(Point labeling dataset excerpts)
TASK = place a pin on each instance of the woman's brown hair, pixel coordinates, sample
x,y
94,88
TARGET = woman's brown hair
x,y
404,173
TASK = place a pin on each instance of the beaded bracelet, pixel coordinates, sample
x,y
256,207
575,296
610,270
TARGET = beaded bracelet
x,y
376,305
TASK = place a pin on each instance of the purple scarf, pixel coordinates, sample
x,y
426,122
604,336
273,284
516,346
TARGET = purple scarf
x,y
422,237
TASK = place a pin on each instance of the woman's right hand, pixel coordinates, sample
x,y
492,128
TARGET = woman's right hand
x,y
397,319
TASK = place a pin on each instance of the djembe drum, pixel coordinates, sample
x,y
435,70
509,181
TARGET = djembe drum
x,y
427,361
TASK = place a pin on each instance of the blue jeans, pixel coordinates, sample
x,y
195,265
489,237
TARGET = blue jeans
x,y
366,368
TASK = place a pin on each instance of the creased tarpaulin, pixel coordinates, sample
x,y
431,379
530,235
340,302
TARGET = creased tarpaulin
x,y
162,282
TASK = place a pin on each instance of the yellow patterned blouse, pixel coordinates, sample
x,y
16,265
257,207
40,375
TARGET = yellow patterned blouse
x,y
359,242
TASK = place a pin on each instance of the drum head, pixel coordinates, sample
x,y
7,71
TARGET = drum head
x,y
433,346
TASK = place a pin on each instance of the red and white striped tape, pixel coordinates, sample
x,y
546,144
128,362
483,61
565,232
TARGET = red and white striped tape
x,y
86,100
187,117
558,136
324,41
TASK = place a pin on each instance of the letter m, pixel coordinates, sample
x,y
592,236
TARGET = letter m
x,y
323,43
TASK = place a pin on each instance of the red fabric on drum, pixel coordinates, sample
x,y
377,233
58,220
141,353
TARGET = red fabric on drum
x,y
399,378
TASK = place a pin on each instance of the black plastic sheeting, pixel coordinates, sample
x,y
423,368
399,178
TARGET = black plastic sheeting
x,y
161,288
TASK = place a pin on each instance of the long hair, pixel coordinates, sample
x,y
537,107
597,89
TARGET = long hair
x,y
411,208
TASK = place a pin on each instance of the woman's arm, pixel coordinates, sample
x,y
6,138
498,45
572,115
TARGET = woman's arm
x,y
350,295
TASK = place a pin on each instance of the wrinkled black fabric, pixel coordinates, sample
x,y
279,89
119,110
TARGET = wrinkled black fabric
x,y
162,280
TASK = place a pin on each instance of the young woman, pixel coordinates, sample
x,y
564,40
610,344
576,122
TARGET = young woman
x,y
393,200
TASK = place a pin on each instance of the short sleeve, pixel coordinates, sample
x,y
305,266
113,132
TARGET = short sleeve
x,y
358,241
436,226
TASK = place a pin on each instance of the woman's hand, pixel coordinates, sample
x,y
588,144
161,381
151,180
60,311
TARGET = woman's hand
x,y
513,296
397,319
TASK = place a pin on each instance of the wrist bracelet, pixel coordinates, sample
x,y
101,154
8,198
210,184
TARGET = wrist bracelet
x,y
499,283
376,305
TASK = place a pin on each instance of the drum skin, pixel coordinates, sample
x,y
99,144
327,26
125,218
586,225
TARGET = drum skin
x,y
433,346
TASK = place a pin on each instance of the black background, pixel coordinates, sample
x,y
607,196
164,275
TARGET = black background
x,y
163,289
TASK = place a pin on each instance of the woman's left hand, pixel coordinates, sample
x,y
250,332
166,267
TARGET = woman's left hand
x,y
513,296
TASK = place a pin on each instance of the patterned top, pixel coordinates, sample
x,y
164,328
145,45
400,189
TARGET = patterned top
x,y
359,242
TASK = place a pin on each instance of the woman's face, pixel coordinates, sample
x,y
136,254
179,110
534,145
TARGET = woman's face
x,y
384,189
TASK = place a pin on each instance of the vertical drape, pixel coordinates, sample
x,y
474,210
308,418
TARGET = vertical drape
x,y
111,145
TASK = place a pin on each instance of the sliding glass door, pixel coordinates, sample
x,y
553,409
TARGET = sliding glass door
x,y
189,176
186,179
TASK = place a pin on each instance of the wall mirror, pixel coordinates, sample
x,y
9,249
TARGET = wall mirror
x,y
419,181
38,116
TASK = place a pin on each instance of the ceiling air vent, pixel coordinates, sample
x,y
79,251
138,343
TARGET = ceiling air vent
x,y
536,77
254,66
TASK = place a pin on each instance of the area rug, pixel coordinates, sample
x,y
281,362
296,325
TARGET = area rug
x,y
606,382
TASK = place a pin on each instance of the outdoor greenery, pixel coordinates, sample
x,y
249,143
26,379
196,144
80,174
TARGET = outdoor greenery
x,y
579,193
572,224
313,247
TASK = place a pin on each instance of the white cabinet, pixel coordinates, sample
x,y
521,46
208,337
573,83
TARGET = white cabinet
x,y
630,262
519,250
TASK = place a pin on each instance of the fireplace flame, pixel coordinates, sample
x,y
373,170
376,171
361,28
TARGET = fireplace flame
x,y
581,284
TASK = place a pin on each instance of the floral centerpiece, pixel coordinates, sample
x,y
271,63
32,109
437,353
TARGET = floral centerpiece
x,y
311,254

GIVEN TASK
Copy out all of the records above with nothing altered.

WRITTEN ANSWER
TASK = place a pin on each instance of the woman's brown hair, pixel coordinates, sample
x,y
94,88
TARGET = woman's brown hair
x,y
404,173
TASK = place a pin on each instance of the beaded bracelet, pixel coordinates, sample
x,y
256,207
575,296
610,270
TARGET = beaded bracelet
x,y
376,305
TASK = place a pin on each instance of the purple scarf, pixel coordinates, sample
x,y
426,122
604,336
273,284
516,346
TARGET = purple scarf
x,y
422,237
TASK = place a pin on each instance of the woman's right hand, pixel coordinates, sample
x,y
492,128
TARGET = woman's right hand
x,y
397,319
TASK = place a pin on each instance of the djembe drum, pixel coordinates, sample
x,y
435,70
509,181
TARGET = djembe drum
x,y
427,361
TASK = place a pin on each instance of the blue jeans, pixel coordinates, sample
x,y
195,265
489,237
TARGET = blue jeans
x,y
366,368
TASK = place a pin on each instance of the creased tarpaulin, pixel coordinates, sample
x,y
431,379
530,235
340,302
TARGET = creased tarpaulin
x,y
162,282
TASK = place a pin on each instance of the yellow patterned blouse, pixel coordinates, sample
x,y
16,265
257,207
40,375
TARGET = yellow patterned blouse
x,y
359,242
TASK = place a pin on each instance of the drum head, pixel coordinates, sample
x,y
7,71
TARGET = drum head
x,y
433,346
TASK = place a pin on each instance of the red and white striped tape, pixel coordinates, sample
x,y
546,144
128,362
483,61
565,232
TARGET = red and white striped tape
x,y
86,100
187,117
558,136
324,41
TASK = place a pin on each instance of the letter m, pixel coordinates, sample
x,y
592,236
TARGET = letter m
x,y
323,43
TASK = place a pin on each instance of the red fabric on drum, pixel coordinates, sample
x,y
377,233
58,220
141,353
TARGET = red fabric on drum
x,y
399,378
TASK = place a pin on each instance of the black plastic sheeting, pixel coordinates, sample
x,y
423,368
399,178
TARGET = black plastic sheeting
x,y
161,288
TASK = place a pin on each instance of the long hair, pixel coordinates, sample
x,y
537,107
597,89
TARGET = long hair
x,y
411,208
TASK = place a pin on each instance of the woman's arm, pixel coordinates, sample
x,y
6,138
498,45
572,115
TARGET = woman's arm
x,y
350,295
TASK = place a pin on each instance of the wrinkled black fabric, pixel coordinates, sample
x,y
279,89
119,110
TARGET = wrinkled black fabric
x,y
162,280
TASK = place a pin on each instance of the young woman, pixel coordinates, sample
x,y
564,40
610,344
576,122
TARGET = young woman
x,y
393,200
TASK = place a pin on each instance of the short sleeve, pixel coordinates, sample
x,y
305,266
113,132
TARGET = short sleeve
x,y
358,241
436,226
TASK = place a pin on each instance of the woman's hand, pixel coordinates, sample
x,y
588,144
161,381
151,180
60,311
TARGET = woman's hand
x,y
513,296
397,319
TASK = place a pin on each instance of the wrist bracelet, pixel coordinates, sample
x,y
101,154
8,198
210,184
TARGET = wrist bracelet
x,y
499,283
376,305
TASK = place a pin on each instance of the drum skin, pixel coordinates, sample
x,y
99,144
327,26
125,218
586,225
TARGET = drum skin
x,y
433,346
TASK = place a pin on each instance of the black background, pixel coordinates, sample
x,y
607,196
164,275
TARGET = black background
x,y
163,289
TASK = place a pin on each instance of the woman's left hand, pixel coordinates, sample
x,y
250,332
166,267
TARGET = woman's left hand
x,y
513,296
TASK = place a pin on each instance of the patterned top, pixel coordinates, sample
x,y
164,328
145,45
400,189
TARGET = patterned top
x,y
359,242
TASK = place a pin on each instance of the woman's face, pixel coordinates, sample
x,y
136,254
179,110
534,145
TARGET = woman's face
x,y
384,189
TASK = place a pin on each instance of the vertical drape, pixel coordinates, sample
x,y
474,210
308,418
TARGET = vertical drape
x,y
111,145
TASK = place a pin on each instance of the sliding glass door, pixel coordinates, sample
x,y
553,409
TARGET = sliding glass door
x,y
189,176
186,179
TASK = place a pin on each instance of the wall mirror, pixel coordinates, sample
x,y
9,249
TARGET = wall mirror
x,y
419,181
38,116
TASK = place a pin on each instance of the ceiling air vent, pixel coordinates, sample
x,y
79,251
138,343
TARGET = ceiling air vent
x,y
536,77
254,66
TASK = place a pin on each instance of the area rug, pixel coordinates, sample
x,y
281,362
296,325
TARGET = area rug
x,y
606,382
TASK = place a pin on each instance of the outdoor greenery, pixel coordinates, sample
x,y
249,143
26,379
196,144
80,174
TARGET = outdoor greenery
x,y
579,193
572,224
313,247
TASK = place a pin on each instance of the white cabinet, pixel coordinates, sample
x,y
521,46
208,337
573,83
TARGET = white cabinet
x,y
630,262
519,250
TASK = place a pin on each instance of the fireplace flame, pixel coordinates, sample
x,y
373,170
376,171
361,28
TARGET = fireplace flame
x,y
581,284
TASK = place a pin on each instance of the floral centerpiece, pixel coordinates, sample
x,y
271,63
32,109
437,353
TARGET = floral centerpiece
x,y
311,254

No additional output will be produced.